Return, word for word, every line that follows.

— Begin Data records —

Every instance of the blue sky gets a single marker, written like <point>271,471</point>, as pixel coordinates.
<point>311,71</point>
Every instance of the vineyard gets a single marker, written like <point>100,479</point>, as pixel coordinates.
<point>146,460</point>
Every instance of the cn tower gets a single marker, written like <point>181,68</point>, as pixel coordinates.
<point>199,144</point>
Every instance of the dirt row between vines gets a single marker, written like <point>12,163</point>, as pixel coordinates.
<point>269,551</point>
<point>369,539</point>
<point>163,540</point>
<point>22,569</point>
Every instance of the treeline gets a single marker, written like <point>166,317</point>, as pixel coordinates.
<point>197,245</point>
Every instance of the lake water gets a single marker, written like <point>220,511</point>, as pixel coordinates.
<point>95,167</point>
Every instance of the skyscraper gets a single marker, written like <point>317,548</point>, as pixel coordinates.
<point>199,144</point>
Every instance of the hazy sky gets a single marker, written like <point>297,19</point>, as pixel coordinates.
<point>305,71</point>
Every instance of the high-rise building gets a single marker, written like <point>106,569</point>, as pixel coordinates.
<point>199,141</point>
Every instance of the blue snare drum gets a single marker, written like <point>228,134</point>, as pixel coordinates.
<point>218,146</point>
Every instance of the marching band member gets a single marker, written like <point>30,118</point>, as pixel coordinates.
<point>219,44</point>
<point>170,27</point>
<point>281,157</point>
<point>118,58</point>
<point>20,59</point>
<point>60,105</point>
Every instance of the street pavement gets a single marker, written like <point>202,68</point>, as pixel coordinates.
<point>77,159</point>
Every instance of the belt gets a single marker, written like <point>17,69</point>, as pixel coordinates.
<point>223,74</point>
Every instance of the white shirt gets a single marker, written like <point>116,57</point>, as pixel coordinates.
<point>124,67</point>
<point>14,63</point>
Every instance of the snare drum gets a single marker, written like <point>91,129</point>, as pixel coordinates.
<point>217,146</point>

— End Data records —

Solution to this problem.
Every instance of the blue sky gets a single marker, written like <point>271,471</point>, as pixel coordinates.
<point>311,71</point>
Every instance of the vineyard gets a single marker, written like <point>100,479</point>, as pixel coordinates.
<point>146,460</point>
Every instance of the cn tower gets a single marker, written like <point>181,68</point>, as pixel coordinates.
<point>199,144</point>
Every instance of the dirt row between vines gets a single marker, written like <point>12,163</point>, as pixel coordinates.
<point>269,551</point>
<point>369,539</point>
<point>163,540</point>
<point>22,569</point>
Every instance of the treeline gets a single marker, written like <point>166,317</point>, as pixel coordinates.
<point>197,245</point>
Every instance of the lake water gets a single marker, written like <point>220,511</point>, as pixel coordinates.
<point>95,167</point>
Every instance of the skyscraper gets a single marker, written like <point>317,548</point>, as pixel coordinates.
<point>199,144</point>
Every instance of the hazy sky gets a single marker, written like <point>297,19</point>, as pixel coordinates.
<point>305,71</point>
Every instance of the high-rise building gets a single marker, written like <point>106,569</point>, as pixel coordinates.
<point>199,141</point>
Every instance of the blue snare drum gets a single marker, written like <point>228,134</point>, as pixel coordinates.
<point>218,146</point>
Every instance of the marching band member gets a single marker, written like <point>30,118</point>, as pixel coordinates.
<point>219,44</point>
<point>170,27</point>
<point>281,157</point>
<point>118,58</point>
<point>20,59</point>
<point>60,105</point>
Every instance of the street pavement gets a single marker, written like <point>202,68</point>, as pixel coordinates.
<point>77,159</point>
Every instance of the belt gets a single marker, written like <point>17,69</point>, as pixel coordinates.
<point>223,74</point>
Every instance of the white shirt gets a single marker, written like <point>116,57</point>, as pixel coordinates.
<point>124,67</point>
<point>14,63</point>
Every instance of the snare drum gets a single marker, written like <point>91,129</point>, as pixel coordinates.
<point>217,146</point>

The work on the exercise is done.